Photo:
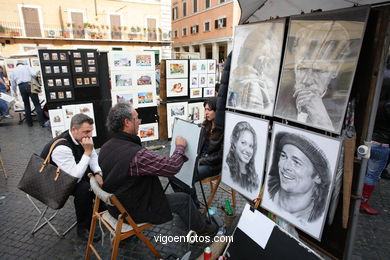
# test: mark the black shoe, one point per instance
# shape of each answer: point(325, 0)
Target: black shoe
point(385, 174)
point(83, 233)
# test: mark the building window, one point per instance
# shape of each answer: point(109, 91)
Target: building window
point(220, 23)
point(194, 29)
point(195, 5)
point(206, 26)
point(207, 4)
point(174, 13)
point(184, 9)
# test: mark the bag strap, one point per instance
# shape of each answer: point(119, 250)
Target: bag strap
point(47, 159)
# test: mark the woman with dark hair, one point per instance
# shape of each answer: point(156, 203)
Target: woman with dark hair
point(241, 156)
point(299, 178)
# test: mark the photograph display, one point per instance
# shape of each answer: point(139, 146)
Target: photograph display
point(244, 153)
point(300, 177)
point(177, 87)
point(318, 70)
point(257, 52)
point(177, 69)
point(177, 109)
point(148, 132)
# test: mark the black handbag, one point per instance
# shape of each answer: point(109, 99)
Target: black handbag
point(47, 183)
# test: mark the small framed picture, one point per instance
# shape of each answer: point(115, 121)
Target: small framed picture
point(66, 82)
point(46, 56)
point(68, 94)
point(62, 56)
point(64, 69)
point(58, 82)
point(79, 81)
point(78, 69)
point(78, 62)
point(54, 56)
point(50, 83)
point(53, 95)
point(47, 69)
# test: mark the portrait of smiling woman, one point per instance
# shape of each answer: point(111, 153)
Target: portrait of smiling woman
point(244, 155)
point(299, 177)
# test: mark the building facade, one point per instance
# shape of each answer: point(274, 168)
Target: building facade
point(204, 26)
point(104, 25)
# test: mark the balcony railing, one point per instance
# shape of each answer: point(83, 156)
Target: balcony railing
point(86, 31)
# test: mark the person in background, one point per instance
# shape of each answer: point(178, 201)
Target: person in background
point(4, 111)
point(21, 76)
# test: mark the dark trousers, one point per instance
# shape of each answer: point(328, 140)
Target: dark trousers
point(83, 203)
point(182, 204)
point(25, 91)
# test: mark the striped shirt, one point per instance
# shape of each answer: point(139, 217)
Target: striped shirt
point(146, 163)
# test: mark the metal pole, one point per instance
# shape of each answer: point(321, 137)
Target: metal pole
point(356, 205)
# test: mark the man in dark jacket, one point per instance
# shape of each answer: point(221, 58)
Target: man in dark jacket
point(132, 174)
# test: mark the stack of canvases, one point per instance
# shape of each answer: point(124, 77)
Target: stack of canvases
point(187, 83)
point(133, 81)
point(321, 54)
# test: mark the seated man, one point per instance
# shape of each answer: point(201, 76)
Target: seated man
point(77, 157)
point(132, 174)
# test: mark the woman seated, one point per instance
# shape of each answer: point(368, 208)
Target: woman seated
point(210, 159)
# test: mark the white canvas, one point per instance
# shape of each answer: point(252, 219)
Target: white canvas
point(245, 142)
point(148, 132)
point(257, 51)
point(177, 109)
point(300, 177)
point(191, 132)
point(177, 87)
point(176, 69)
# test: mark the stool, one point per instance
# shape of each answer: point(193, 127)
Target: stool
point(214, 185)
point(2, 166)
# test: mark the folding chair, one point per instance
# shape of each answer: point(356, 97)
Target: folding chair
point(2, 166)
point(214, 185)
point(118, 228)
point(46, 221)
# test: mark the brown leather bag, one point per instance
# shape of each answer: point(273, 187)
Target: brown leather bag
point(47, 183)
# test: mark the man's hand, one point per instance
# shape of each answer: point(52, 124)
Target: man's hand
point(87, 144)
point(99, 179)
point(181, 141)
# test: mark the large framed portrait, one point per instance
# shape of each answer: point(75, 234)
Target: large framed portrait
point(320, 59)
point(148, 132)
point(257, 52)
point(176, 109)
point(245, 143)
point(177, 87)
point(300, 176)
point(176, 69)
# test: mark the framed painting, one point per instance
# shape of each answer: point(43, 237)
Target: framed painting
point(300, 176)
point(177, 109)
point(196, 112)
point(255, 66)
point(320, 60)
point(177, 87)
point(148, 132)
point(244, 153)
point(176, 69)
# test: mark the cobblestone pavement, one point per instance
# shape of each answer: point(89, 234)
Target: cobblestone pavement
point(17, 215)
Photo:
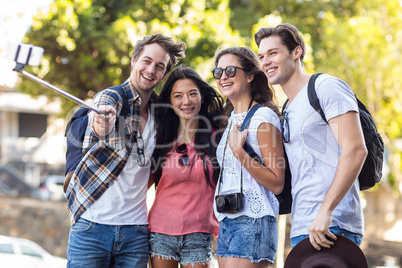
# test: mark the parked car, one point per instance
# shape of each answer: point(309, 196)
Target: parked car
point(50, 189)
point(23, 253)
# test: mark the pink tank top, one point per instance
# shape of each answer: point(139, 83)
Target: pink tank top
point(184, 201)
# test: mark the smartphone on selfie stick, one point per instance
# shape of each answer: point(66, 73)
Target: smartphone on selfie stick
point(25, 54)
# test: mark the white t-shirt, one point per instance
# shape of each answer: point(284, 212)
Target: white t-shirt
point(258, 201)
point(124, 202)
point(313, 155)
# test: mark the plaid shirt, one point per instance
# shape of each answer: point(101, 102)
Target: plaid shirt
point(101, 166)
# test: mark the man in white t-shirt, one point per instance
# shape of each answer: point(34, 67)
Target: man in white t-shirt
point(107, 192)
point(324, 158)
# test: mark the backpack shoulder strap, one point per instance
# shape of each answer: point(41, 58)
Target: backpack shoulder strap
point(122, 93)
point(312, 96)
point(244, 125)
point(284, 106)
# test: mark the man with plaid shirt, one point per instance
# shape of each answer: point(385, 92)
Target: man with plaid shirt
point(107, 193)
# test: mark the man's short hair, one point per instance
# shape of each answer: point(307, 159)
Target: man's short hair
point(288, 34)
point(176, 50)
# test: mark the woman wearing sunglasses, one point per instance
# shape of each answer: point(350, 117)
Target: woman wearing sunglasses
point(185, 170)
point(245, 202)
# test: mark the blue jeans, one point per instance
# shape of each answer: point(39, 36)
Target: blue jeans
point(248, 238)
point(187, 249)
point(356, 238)
point(98, 245)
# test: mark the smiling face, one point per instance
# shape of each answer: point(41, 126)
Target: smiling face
point(186, 99)
point(277, 62)
point(233, 87)
point(149, 69)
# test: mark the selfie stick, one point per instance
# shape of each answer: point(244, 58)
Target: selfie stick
point(20, 68)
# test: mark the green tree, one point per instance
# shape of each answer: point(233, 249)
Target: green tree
point(88, 44)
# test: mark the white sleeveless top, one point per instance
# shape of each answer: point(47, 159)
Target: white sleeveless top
point(258, 201)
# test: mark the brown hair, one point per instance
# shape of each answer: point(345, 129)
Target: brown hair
point(288, 33)
point(176, 50)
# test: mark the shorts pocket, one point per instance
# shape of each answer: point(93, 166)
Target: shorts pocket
point(81, 225)
point(143, 229)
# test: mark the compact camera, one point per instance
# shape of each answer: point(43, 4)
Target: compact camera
point(229, 203)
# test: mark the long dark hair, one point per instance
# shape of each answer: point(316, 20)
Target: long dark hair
point(167, 124)
point(261, 91)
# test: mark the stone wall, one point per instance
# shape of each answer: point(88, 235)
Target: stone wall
point(45, 222)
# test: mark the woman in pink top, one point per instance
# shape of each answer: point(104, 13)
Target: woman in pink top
point(185, 171)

============================================================

* Prompt
Rewrite all the rows above with "one point per instance" changed to "one point for each instance" and nothing else altered. Leave out the pictures.

* Task response
Photo:
# test: mark the black shoe, one point for each instance
# shape of each answer: point(325, 0)
Target: black shoe
point(385, 174)
point(83, 233)
# test: mark the building window, one point for each instance
# shape of each answer: point(109, 91)
Target: building window
point(220, 23)
point(194, 29)
point(195, 5)
point(206, 26)
point(207, 4)
point(174, 13)
point(184, 9)
# test: mark the bag strap, one point for each instance
# shape of each answer: point(119, 250)
Target: bag strap
point(47, 159)
# test: mark the woman with dark hair, one point for each instance
# shape of each answer: point(156, 203)
Target: woman with dark hair
point(241, 156)
point(299, 178)
# test: mark the photograph display, one point for each instance
# shape of each answer: point(139, 146)
Target: photograph display
point(244, 153)
point(300, 177)
point(177, 87)
point(318, 70)
point(257, 52)
point(177, 69)
point(177, 109)
point(148, 132)
# test: mark the black handbag, one point for each instance
# shape of each answer: point(109, 99)
Target: black handbag
point(47, 183)
# test: mark the small framed picture, one point for each instance
# shape of each answer: point(115, 121)
Target: small framed picture
point(66, 82)
point(46, 56)
point(68, 94)
point(62, 56)
point(64, 69)
point(58, 82)
point(79, 81)
point(78, 69)
point(78, 62)
point(54, 56)
point(50, 83)
point(53, 95)
point(47, 69)
# test: mark the portrait of smiling woman, one point for each instance
# shape of each answer: point(111, 153)
Target: portrait of smiling woman
point(244, 155)
point(299, 177)
# test: mark the building facade, one point for each instance
# shape of each answer: point(274, 168)
Target: building facade
point(204, 26)
point(104, 25)
# test: mark the balcony railing, one point for each instance
# shape of each answer: point(83, 156)
Target: balcony railing
point(86, 31)
# test: mark the person in background, one point for each instance
# shape of each answer: point(178, 201)
Target: person in background
point(4, 111)
point(21, 76)
# test: mark the dark trousers, one point for each instance
# shape of each answer: point(328, 140)
Target: dark trousers
point(83, 203)
point(182, 204)
point(25, 91)
# test: mark the striped shirt, one point for each instance
# shape of each answer: point(139, 217)
Target: striped shirt
point(146, 163)
# test: mark the metal pole, one point for each instance
# shape of each answer: point(321, 137)
Target: metal pole
point(356, 205)
# test: mark the man in dark jacket, one point for each instance
# shape of each answer: point(221, 58)
Target: man in dark jacket
point(132, 174)
# test: mark the stack of canvases, one point for each instance
# shape of each answer: point(124, 77)
Target: stack of canvases
point(187, 83)
point(133, 81)
point(321, 54)
# test: mark the seated man, one point for each instance
# shape of each answer: point(201, 76)
Target: seated man
point(77, 157)
point(132, 174)
# test: mark the woman seated, one point for each instance
# shape of each answer: point(368, 208)
Target: woman seated
point(210, 159)
# test: mark the white canvas, one point for each instance
# shape of each answer: point(252, 219)
Target: white canvas
point(245, 142)
point(148, 132)
point(257, 51)
point(177, 109)
point(300, 177)
point(191, 132)
point(177, 87)
point(176, 69)
# test: mark the stool, one point for each instance
# shape of each answer: point(193, 127)
Target: stool
point(214, 185)
point(2, 166)
# test: mark the folding chair, one point for each instance
# shape of each answer: point(356, 97)
Target: folding chair
point(2, 166)
point(214, 185)
point(118, 228)
point(46, 221)
# test: mark the brown leather bag, one point for each instance
# shape of each answer: point(273, 187)
Target: brown leather bag
point(47, 183)
# test: mark the man's hand, one point for each instance
# shape of each answer: point(52, 124)
Target: man's hand
point(87, 144)
point(99, 179)
point(181, 141)
# test: mark the large framed portrait, one point for each instance
# shape of each answer: point(75, 234)
Target: large framed portrait
point(320, 59)
point(148, 132)
point(257, 52)
point(176, 109)
point(245, 143)
point(177, 87)
point(300, 176)
point(176, 69)
# test: mark the framed painting, one point for each instance
# shape of each answer: point(43, 237)
Target: framed painting
point(300, 176)
point(177, 109)
point(196, 112)
point(255, 66)
point(320, 60)
point(177, 87)
point(148, 132)
point(244, 153)
point(176, 69)
# test: mark the cobblestone pavement, one point for each instance
# shape of each answer: point(89, 234)
Target: cobblestone pavement
point(17, 215)
Photo:
# test: mark the parked car, one point for each instance
# shape of each answer: point(309, 196)
Target: parked car
point(50, 189)
point(23, 253)
# test: mark the pink tank top, one point for each instance
# shape of each answer: point(139, 83)
Target: pink tank top
point(184, 201)
# test: mark the smartphone on selfie stick, one point for each instance
# shape of each answer: point(66, 73)
Target: smartphone on selfie stick
point(25, 54)
# test: mark the white t-shirt, one point for each instance
# shape of each answer: point(284, 212)
Target: white t-shirt
point(258, 201)
point(124, 202)
point(313, 155)
# test: mark the plaid shirt, one point for each instance
# shape of each answer: point(101, 102)
Target: plaid shirt
point(101, 166)
# test: mark the man in white t-shirt, one point for each instance
# shape of each answer: point(34, 67)
Target: man in white t-shirt
point(107, 192)
point(324, 158)
# test: mark the backpack shoulder strap, one point for each instance
# shape of each answer: point(41, 58)
Target: backpack shoulder strap
point(122, 93)
point(312, 96)
point(244, 125)
point(284, 106)
# test: mark the man with plaid shirt, one point for each instance
# shape of each answer: point(385, 92)
Target: man with plaid shirt
point(107, 193)
# test: mark the man's short hair, one point for each instance
# shape of each answer: point(307, 159)
Target: man's short hair
point(288, 34)
point(176, 50)
# test: mark the woman wearing sunglasses, one point for each instance
# shape of each answer: point(350, 117)
Target: woman wearing sunglasses
point(185, 170)
point(245, 202)
# test: mark the blue jeans, one point for each instance
# shape of each answer: point(39, 36)
Target: blue jeans
point(248, 238)
point(187, 249)
point(356, 238)
point(98, 245)
# test: mark the smiling face, one point for each instance
# shape of each answer: point(41, 126)
Target: smiling face
point(186, 99)
point(277, 62)
point(233, 87)
point(149, 69)
# test: mark the selfie stick, one point for each instance
# shape of each answer: point(244, 58)
Target: selfie stick
point(20, 68)
# test: mark the green tree, one point for each instance
# shape of each answer: point(233, 249)
Target: green tree
point(88, 44)
# test: mark the white sleeveless top, one point for each instance
# shape of each answer: point(47, 159)
Target: white sleeveless top
point(258, 201)
# test: mark the brown hair, one point for each instance
# shape of each answer: point(345, 129)
Target: brown hair
point(288, 33)
point(176, 50)
# test: mark the shorts pocket, one point for each instance
# shape of each answer: point(93, 166)
Target: shorts pocket
point(81, 225)
point(143, 229)
# test: mark the compact camera, one point for each instance
# shape of each answer: point(43, 4)
Target: compact camera
point(229, 203)
# test: mark the long dark hair, one point for each instance
# shape of each answer: point(316, 20)
Target: long dark hair
point(167, 124)
point(261, 91)
# test: mark the stone wall, one point for each instance
# shape of each answer: point(88, 235)
Target: stone wall
point(45, 222)
# test: mark the woman in pink top, one point for each instance
# shape of each answer: point(104, 13)
Target: woman in pink top
point(185, 171)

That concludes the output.